AVAILABLE RECORDS
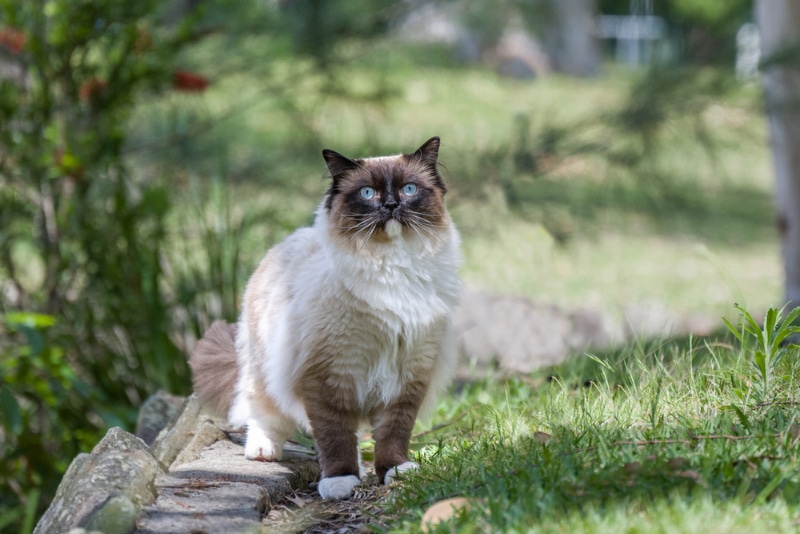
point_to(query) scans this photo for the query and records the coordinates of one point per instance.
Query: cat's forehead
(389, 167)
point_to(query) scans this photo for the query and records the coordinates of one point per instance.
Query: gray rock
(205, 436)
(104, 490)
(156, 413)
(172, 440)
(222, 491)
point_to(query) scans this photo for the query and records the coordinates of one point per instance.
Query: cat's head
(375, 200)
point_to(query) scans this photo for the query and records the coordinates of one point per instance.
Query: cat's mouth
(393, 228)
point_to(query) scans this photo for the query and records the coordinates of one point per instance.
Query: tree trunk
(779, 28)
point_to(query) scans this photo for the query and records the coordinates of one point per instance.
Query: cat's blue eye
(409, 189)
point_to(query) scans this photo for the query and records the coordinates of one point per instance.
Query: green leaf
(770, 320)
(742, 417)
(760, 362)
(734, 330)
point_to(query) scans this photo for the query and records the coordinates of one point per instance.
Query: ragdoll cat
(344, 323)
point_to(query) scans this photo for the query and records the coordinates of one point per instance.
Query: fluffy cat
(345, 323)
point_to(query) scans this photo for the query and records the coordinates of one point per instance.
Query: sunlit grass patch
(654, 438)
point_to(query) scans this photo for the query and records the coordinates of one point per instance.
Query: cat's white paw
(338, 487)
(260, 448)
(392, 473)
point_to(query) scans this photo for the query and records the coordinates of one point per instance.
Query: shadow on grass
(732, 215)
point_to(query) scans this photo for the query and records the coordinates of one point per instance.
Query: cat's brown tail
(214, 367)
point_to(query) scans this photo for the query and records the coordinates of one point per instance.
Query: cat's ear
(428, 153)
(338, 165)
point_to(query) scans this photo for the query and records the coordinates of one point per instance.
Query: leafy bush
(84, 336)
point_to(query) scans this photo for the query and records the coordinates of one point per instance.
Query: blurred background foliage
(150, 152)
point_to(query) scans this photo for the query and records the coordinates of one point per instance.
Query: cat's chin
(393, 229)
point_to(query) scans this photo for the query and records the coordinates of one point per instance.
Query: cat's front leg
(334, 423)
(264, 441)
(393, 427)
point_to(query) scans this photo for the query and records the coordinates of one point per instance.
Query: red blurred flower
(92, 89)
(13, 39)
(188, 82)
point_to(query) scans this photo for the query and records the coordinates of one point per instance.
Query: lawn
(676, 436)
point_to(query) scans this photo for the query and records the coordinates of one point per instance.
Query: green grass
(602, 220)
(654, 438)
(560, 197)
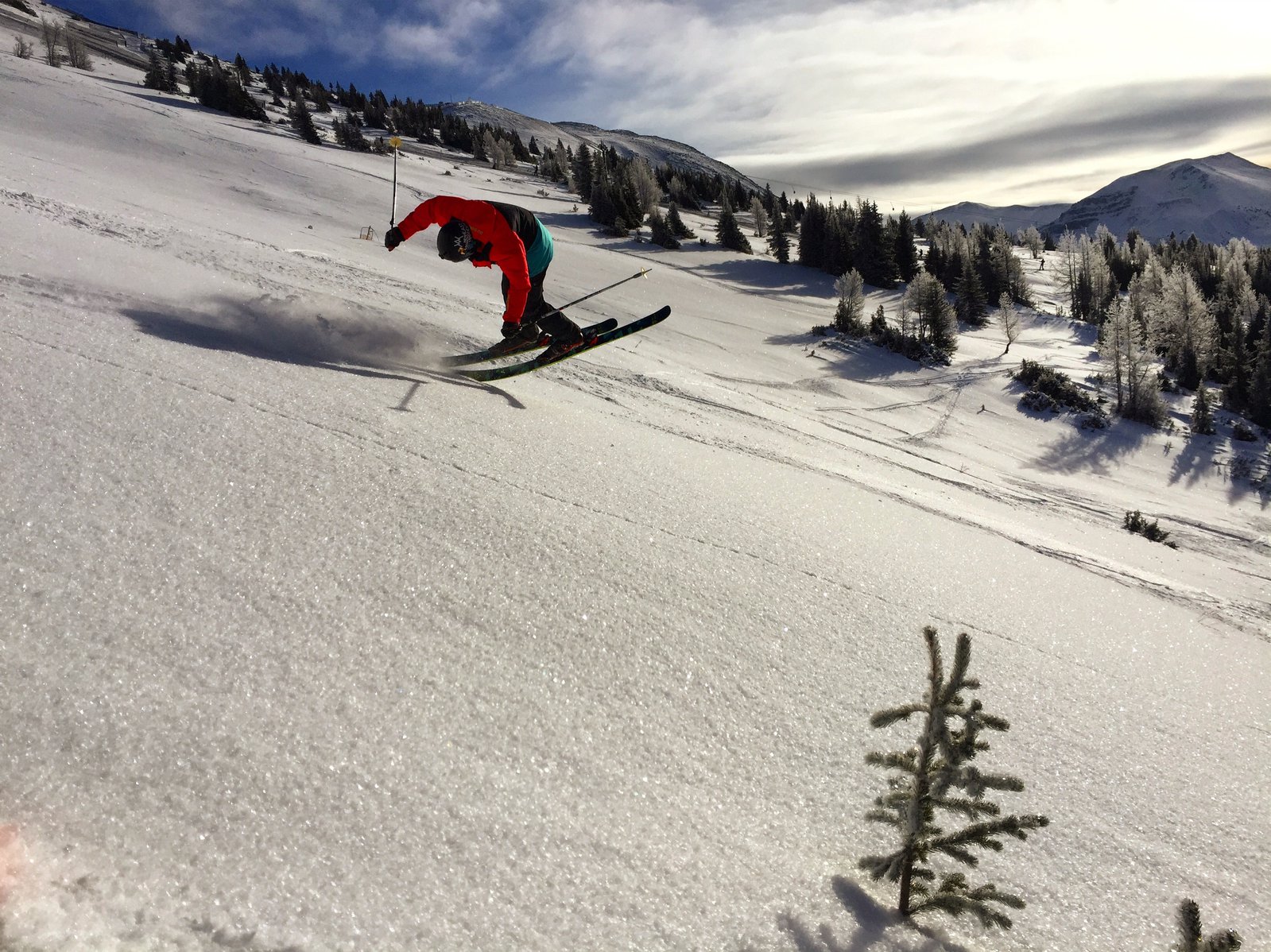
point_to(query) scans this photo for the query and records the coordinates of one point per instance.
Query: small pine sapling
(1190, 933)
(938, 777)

THE TASK
Leave out the pictures and copy every record above exactly.

RIGHT ANSWER
point_to(query) scans this photo for the query and records the coordinates of one point per instance.
Query: cat's forehead
(389, 167)
point_to(query) scans this photo for the query and records the coordinates of one point per instance.
Query: gray rock
(205, 436)
(104, 490)
(156, 413)
(172, 440)
(222, 491)
point_to(query) scans this photo for the query and records the coordinates of one point per instance.
Query: cat's head
(375, 200)
point_to(query) scans this photo for the query and records the coordinates of one point per instance.
Query: cat's mouth
(393, 228)
point_to(query) scans this photo for the query and records the coordinates of one point per instance.
Query: tree trunk
(779, 28)
point_to(query) scans this photo for the query and records the coordinates of one point per instance.
Query: cat's blue eye
(409, 189)
point_to(query) scans this photo for the query and records the coordinates of one point per instance.
Query: green leaf
(770, 320)
(742, 417)
(760, 362)
(734, 330)
point_to(query) scans this photo for the query and records the coordinates of one point per instance.
Query: ragdoll cat
(344, 323)
point_to(query) scans this photo for the query and records the coordinates of one point per instance.
Query: fluffy cat
(345, 323)
point_to(query) scans this photo for the query and records the coordinates of one point per instance.
Query: sunlit grass patch
(654, 438)
point_to(query) scans this photo for the query and records the coordinates of one point per instance.
Query: cat's white paw
(338, 487)
(260, 448)
(392, 473)
point_to(query) scans this photo for the query and records the coordinates of one point per instance.
Query: shadow on grass
(732, 215)
point_to(query) scans this photo for the query and records the coordinates of one point per instance.
Query: cat's brown tail
(214, 367)
point_to(query) scans this photo for the query and records the coordinates of one point per instance.
Query: cat's ear
(428, 153)
(338, 165)
point_to(query) scans this photo for the query and records the coordinates of one point per instance.
Query: leafy bush
(84, 336)
point_to(query) scans this photo for the query and records the coordinates of one point per instance.
Query: blurred background foliage
(150, 152)
point_to(query) scans this photo for the query and records the coordinates of one point per instance.
Query: cat's chin
(393, 229)
point_to(query) scans this photo for the query and records the coordinates of one point per instance.
Query: cat's front leg
(334, 423)
(264, 441)
(393, 427)
point_to(query) scans this photo for the query and records the coordinates of one point per instance.
Query: red blurred flower
(92, 89)
(13, 39)
(188, 82)
point_to(query) scans this photo for the query and records the coordinates of one point per instance.
Query: lawn
(676, 436)
point_to(query) scans this photo for the query and records the coordinates of one point per instance.
Query: green grass
(602, 220)
(654, 438)
(560, 197)
point_to(query) scans this photo for the query and records the coordinates of one point per instance.
Query: small pine sapling
(1190, 933)
(938, 777)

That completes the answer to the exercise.